━━━━━ Extract ━━━━━
MW Nvidia made one of the biggest buyback announcements ever. It may not be enough.
By Britney Nguyen
The raise shows confidence in the business, but some analysts want to see it go higher
Nvidia, led by CEO Jensen Huang, upped its share repurchase commitment on Wednesday.
Nvidia's swelling cash flows had some investors anticipating an update on capital returns leading into its earnings report on Wednesday. While the company delivered on those hopes, some are feeling it wasn't enough.
The chip maker (NVDA) announced an additional $80 billion share-repurchase authorization on top of the $38.5 billion remaining in its previous program, and bumped its quarterly cash dividend to 25 cents per share from 1 cent. At $80 billion, the buyback authorization is the largest for any company ever, aside from Apple $(AAPL)$, as of April, according to data from Birinyi Associates.
━━━━━
Required work:
1. Quote the article on Nvidia's share buyback word for word, in full.
2. Print the lines of the entries exactly, starting at the line that contains "Per instance of the sweaty" and ending at the final line of the entries.
━━━━━ Given data ━━━━━
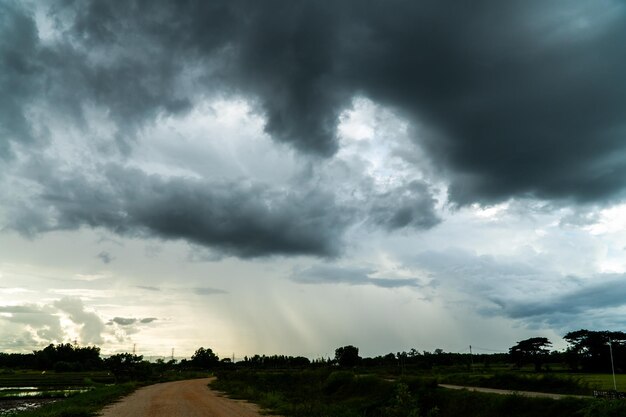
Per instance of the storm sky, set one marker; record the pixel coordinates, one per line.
(289, 177)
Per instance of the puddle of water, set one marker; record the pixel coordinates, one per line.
(34, 392)
(9, 407)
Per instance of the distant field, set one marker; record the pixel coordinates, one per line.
(603, 381)
(52, 379)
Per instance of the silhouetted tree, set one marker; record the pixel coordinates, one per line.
(590, 350)
(205, 358)
(126, 366)
(347, 356)
(534, 350)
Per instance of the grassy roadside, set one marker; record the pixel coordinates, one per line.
(347, 394)
(82, 405)
(89, 403)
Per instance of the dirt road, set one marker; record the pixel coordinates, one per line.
(190, 398)
(509, 392)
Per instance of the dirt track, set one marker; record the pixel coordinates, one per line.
(190, 398)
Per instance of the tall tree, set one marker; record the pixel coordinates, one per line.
(534, 350)
(590, 350)
(347, 356)
(205, 358)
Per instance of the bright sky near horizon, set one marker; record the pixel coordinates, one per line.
(288, 177)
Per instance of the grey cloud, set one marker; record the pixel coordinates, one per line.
(43, 320)
(92, 325)
(525, 291)
(208, 291)
(105, 257)
(148, 288)
(123, 321)
(148, 320)
(523, 100)
(20, 75)
(408, 206)
(322, 274)
(609, 292)
(241, 219)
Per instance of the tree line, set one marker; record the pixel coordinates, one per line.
(587, 351)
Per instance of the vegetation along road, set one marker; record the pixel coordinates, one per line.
(510, 392)
(189, 398)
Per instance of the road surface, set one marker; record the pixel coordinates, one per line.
(509, 392)
(189, 398)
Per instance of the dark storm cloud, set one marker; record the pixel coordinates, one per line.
(520, 98)
(123, 321)
(20, 75)
(237, 218)
(527, 291)
(351, 276)
(609, 292)
(410, 206)
(523, 97)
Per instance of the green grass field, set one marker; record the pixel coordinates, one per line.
(603, 381)
(51, 379)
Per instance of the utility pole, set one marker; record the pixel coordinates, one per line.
(612, 367)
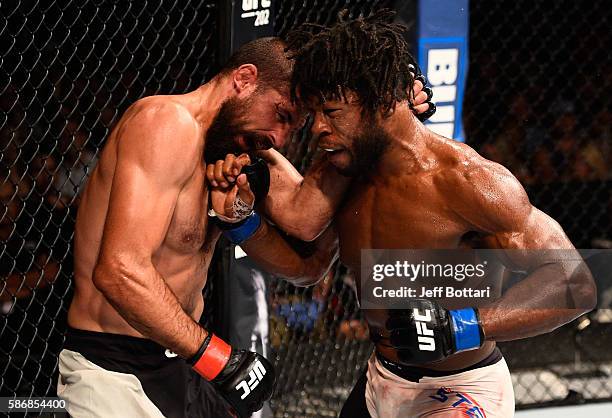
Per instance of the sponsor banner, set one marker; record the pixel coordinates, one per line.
(443, 56)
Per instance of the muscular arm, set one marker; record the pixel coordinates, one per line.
(145, 189)
(302, 206)
(558, 287)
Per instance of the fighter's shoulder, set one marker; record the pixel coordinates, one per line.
(159, 121)
(158, 132)
(484, 188)
(162, 112)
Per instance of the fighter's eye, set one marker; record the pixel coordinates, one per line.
(330, 111)
(281, 117)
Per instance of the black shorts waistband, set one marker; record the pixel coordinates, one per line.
(414, 374)
(116, 352)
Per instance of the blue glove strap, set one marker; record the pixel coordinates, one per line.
(244, 231)
(466, 329)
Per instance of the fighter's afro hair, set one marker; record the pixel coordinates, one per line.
(367, 55)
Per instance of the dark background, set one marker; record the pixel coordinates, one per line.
(538, 101)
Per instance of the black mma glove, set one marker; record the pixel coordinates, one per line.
(258, 176)
(245, 379)
(418, 75)
(429, 333)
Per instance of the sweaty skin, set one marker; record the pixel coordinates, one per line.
(429, 192)
(143, 240)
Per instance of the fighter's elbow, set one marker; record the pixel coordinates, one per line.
(308, 233)
(582, 290)
(111, 275)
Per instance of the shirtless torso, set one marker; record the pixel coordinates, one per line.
(407, 211)
(185, 251)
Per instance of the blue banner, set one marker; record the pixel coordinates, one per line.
(443, 56)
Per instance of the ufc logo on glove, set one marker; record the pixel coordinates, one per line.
(426, 340)
(255, 376)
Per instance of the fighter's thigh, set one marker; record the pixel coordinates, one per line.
(91, 391)
(466, 402)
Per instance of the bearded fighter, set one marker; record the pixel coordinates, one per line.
(144, 242)
(390, 183)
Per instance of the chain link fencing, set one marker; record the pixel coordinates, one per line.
(536, 102)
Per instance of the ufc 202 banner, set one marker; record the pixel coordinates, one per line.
(242, 21)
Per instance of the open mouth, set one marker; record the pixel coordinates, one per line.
(257, 142)
(329, 149)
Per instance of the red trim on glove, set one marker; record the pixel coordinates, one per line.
(214, 359)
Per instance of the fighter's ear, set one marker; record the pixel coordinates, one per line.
(245, 78)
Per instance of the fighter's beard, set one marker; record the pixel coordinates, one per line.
(368, 147)
(223, 131)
━━━━━
Exercise solutions:
1.
MW Nvidia made one of the biggest buyback announcements ever. It may not be enough.
By Britney Nguyen
The raise shows confidence in the business, but some analysts want to see it go higher
Nvidia, led by CEO Jensen Huang, upped its share repurchase commitment on Wednesday.
Nvidia's swelling cash flows had some investors anticipating an update on capital returns leading into its earnings report on Wednesday. While the company delivered on those hopes, some are feeling it wasn't enough.
The chip maker (NVDA) announced an additional $80 billion share-repurchase authorization on top of the $38.5 billion remaining in its previous program, and bumped its quarterly cash dividend to 25 cents per share from 1 cent. At $80 billion, the buyback authorization is the largest for any company ever, aside from Apple $(AAPL)$, as of April, according to data from Birinyi Associates.

2.
Per instance of the sweaty skin, set one marker; record the pixel coordinates, one per line.
(429, 192)
(143, 240)
Per instance of the fighter's elbow, set one marker; record the pixel coordinates, one per line.
(308, 233)
(582, 290)
(111, 275)
Per instance of the shirtless torso, set one marker; record the pixel coordinates, one per line.
(407, 211)
(185, 251)
Per instance of the blue banner, set one marker; record the pixel coordinates, one per line.
(443, 56)
Per instance of the ufc logo on glove, set one marker; record the pixel coordinates, one per line.
(426, 340)
(255, 376)
Per instance of the fighter's thigh, set one marker; record the pixel coordinates, one per line.
(91, 391)
(466, 402)
Per instance of the bearded fighter, set one marker; record the pixel coordinates, one per line.
(144, 242)
(390, 183)
Per instance of the chain link fencing, set one marker; record the pixel coordinates, one per line.
(536, 102)
Per instance of the ufc 202 banner, set one marker; record the pixel coordinates, one per line.
(242, 21)
Per instance of the open mouth, set one marker; record the pixel coordinates, one per line.
(257, 142)
(329, 149)
Per instance of the red trim on glove, set one marker; record the pixel coordinates, one per line.
(214, 359)
Per instance of the fighter's ear, set one marker; record the pixel coordinates, one per line.
(245, 78)
Per instance of the fighter's beard, set one marker; record the pixel coordinates, one per line.
(368, 147)
(223, 131)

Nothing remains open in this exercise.